Records drawn from a dataset:
=-=-=

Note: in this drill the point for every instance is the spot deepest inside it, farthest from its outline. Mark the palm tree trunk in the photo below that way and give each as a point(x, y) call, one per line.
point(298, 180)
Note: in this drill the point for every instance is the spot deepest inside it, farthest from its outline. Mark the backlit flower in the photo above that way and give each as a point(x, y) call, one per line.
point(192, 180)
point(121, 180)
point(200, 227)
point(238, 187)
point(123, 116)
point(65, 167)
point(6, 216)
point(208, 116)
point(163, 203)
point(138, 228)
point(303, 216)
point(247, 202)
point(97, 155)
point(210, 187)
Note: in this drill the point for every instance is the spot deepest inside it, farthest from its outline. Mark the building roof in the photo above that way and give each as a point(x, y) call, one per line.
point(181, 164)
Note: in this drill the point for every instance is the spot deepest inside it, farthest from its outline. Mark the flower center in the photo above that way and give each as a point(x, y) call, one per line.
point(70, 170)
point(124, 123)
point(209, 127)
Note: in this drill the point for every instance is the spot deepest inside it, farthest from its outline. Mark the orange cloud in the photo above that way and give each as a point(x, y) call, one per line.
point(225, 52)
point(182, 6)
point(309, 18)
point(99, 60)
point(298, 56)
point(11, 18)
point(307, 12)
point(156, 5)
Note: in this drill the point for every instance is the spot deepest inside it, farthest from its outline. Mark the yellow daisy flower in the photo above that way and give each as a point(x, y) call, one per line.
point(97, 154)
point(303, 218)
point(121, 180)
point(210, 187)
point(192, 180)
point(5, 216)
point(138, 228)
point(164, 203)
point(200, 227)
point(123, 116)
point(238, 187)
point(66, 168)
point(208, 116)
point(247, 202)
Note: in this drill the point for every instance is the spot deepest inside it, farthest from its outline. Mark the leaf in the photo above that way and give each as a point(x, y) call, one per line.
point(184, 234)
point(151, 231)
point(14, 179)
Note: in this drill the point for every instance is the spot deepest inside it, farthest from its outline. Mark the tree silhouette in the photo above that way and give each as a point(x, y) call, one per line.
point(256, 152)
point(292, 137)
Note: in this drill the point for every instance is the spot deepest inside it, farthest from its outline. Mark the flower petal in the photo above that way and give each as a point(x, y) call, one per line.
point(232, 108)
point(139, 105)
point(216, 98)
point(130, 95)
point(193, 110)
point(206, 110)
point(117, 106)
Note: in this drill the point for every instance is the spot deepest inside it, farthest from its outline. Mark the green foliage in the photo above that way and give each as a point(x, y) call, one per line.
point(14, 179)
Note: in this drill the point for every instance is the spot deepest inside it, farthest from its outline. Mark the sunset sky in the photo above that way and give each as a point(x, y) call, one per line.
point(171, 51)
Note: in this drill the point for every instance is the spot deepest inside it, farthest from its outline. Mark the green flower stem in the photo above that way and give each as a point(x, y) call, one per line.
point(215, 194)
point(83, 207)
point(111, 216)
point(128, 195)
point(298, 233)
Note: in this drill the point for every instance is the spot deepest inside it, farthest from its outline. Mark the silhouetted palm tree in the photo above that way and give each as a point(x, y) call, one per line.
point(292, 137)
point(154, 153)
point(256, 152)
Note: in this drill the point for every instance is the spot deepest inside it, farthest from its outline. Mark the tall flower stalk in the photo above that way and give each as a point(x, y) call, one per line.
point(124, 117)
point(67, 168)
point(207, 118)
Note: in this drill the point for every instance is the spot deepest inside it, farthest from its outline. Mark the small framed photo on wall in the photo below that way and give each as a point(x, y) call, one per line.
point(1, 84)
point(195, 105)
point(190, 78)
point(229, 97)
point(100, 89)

=-=-=

-- Work task --
Repeat the entries exactly, leaving nothing out.

-- Task response --
Note: in this drill the point for every instance is the spot deepest inside it, farthest from its outline. Mark the palm tree trunk in the photo below that way and give each as a point(x, y) call, one per line.
point(298, 180)
Note: in this drill the point for every instance is the spot deepest inside it, farthest from its outline. Mark the backlit flower in the photo above that way and give each as a point(x, y) call, one per line.
point(192, 180)
point(121, 180)
point(200, 227)
point(238, 187)
point(123, 116)
point(65, 167)
point(6, 216)
point(208, 116)
point(163, 203)
point(138, 228)
point(303, 216)
point(247, 202)
point(97, 155)
point(210, 187)
Note: in this drill the point for every instance is the spot deepest inside it, farthest from its outline. Mark the building roof in the photo above that way and give each as a point(x, y) call, one per line.
point(181, 164)
Note: in this drill the point for every instance is the spot deepest inside it, farthest from its outline. Mark the flower center in the photo above that way and give each as a point(x, y) call, one per line.
point(70, 170)
point(124, 123)
point(209, 127)
Note: in this drill the point for every instance is the spot deepest inside it, farthest from its outline. Mark the orange cloud in the photo above that way and give each as a point(x, y) call, one per line.
point(225, 52)
point(182, 6)
point(309, 18)
point(99, 60)
point(298, 56)
point(11, 18)
point(307, 12)
point(156, 5)
Note: in this drill the point for every instance is the spot deepest inside it, farthest from its outline. Mark the yellow daisy flower in the photo above that way and give each as a point(x, y) call, one per line.
point(97, 154)
point(303, 218)
point(121, 180)
point(210, 187)
point(192, 180)
point(5, 216)
point(138, 228)
point(164, 203)
point(200, 227)
point(123, 116)
point(238, 187)
point(66, 168)
point(208, 116)
point(247, 202)
Note: in this drill the point for every instance is the spot deepest inside it, farthest from its outline. Mark the leaf in the photo above that way and give each as a point(x, y) call, one per line.
point(184, 234)
point(151, 231)
point(14, 179)
Note: in this drill the point for every instance is the spot deepest inside it, farthest from its outline. Mark the tree silhouette in the photo above that way and give each as a point(x, y) call, one per line.
point(256, 152)
point(292, 137)
Note: in this drill the point for every instance is the spot deepest inside it, farthest from its outline. Mark the flower petal in the photo above that way and give each as a point(x, y) call, one per line.
point(232, 108)
point(139, 105)
point(216, 98)
point(130, 95)
point(193, 110)
point(206, 110)
point(117, 106)
Note: in this drill the point for every instance is the spot deepest inside it, farthest from its outline. Mark the green foliage in the photo above that way and give each as a point(x, y) call, one per line.
point(14, 179)
Note: in this drill the point for every instance is the spot deepest inside it, farthest from its outline. Mark the sunset sky in the photo above that way and give each as a point(x, y) call, one per line.
point(171, 51)
Note: in this drill the point for every instance is the spot deepest inside it, farthest from its outline. Mark the green flower stem in the photo above that way and give each as a point(x, y) call, one per line.
point(215, 194)
point(83, 207)
point(111, 216)
point(128, 195)
point(298, 233)
Note: in this drill the point for every instance is the spot deepest inside it, farthest from its outline. Mark the silhouetted palm tree in the photo above that way and give each as a point(x, y) call, one per line.
point(292, 137)
point(154, 153)
point(256, 152)
Note: in this drill the point for every instance is the spot deepest inside it, farthest from its outline. Mark the tall flower stalk in the photo above that way and give each as a point(x, y) call, one per line.
point(124, 117)
point(67, 168)
point(207, 118)
Note: in this drill the point for every instance is the spot deepest inside it, farthest from its outline. Mark the small framed photo on wall in the photo below that way and give each as a point(x, y) call, one per line.
point(1, 84)
point(195, 105)
point(190, 78)
point(229, 97)
point(100, 89)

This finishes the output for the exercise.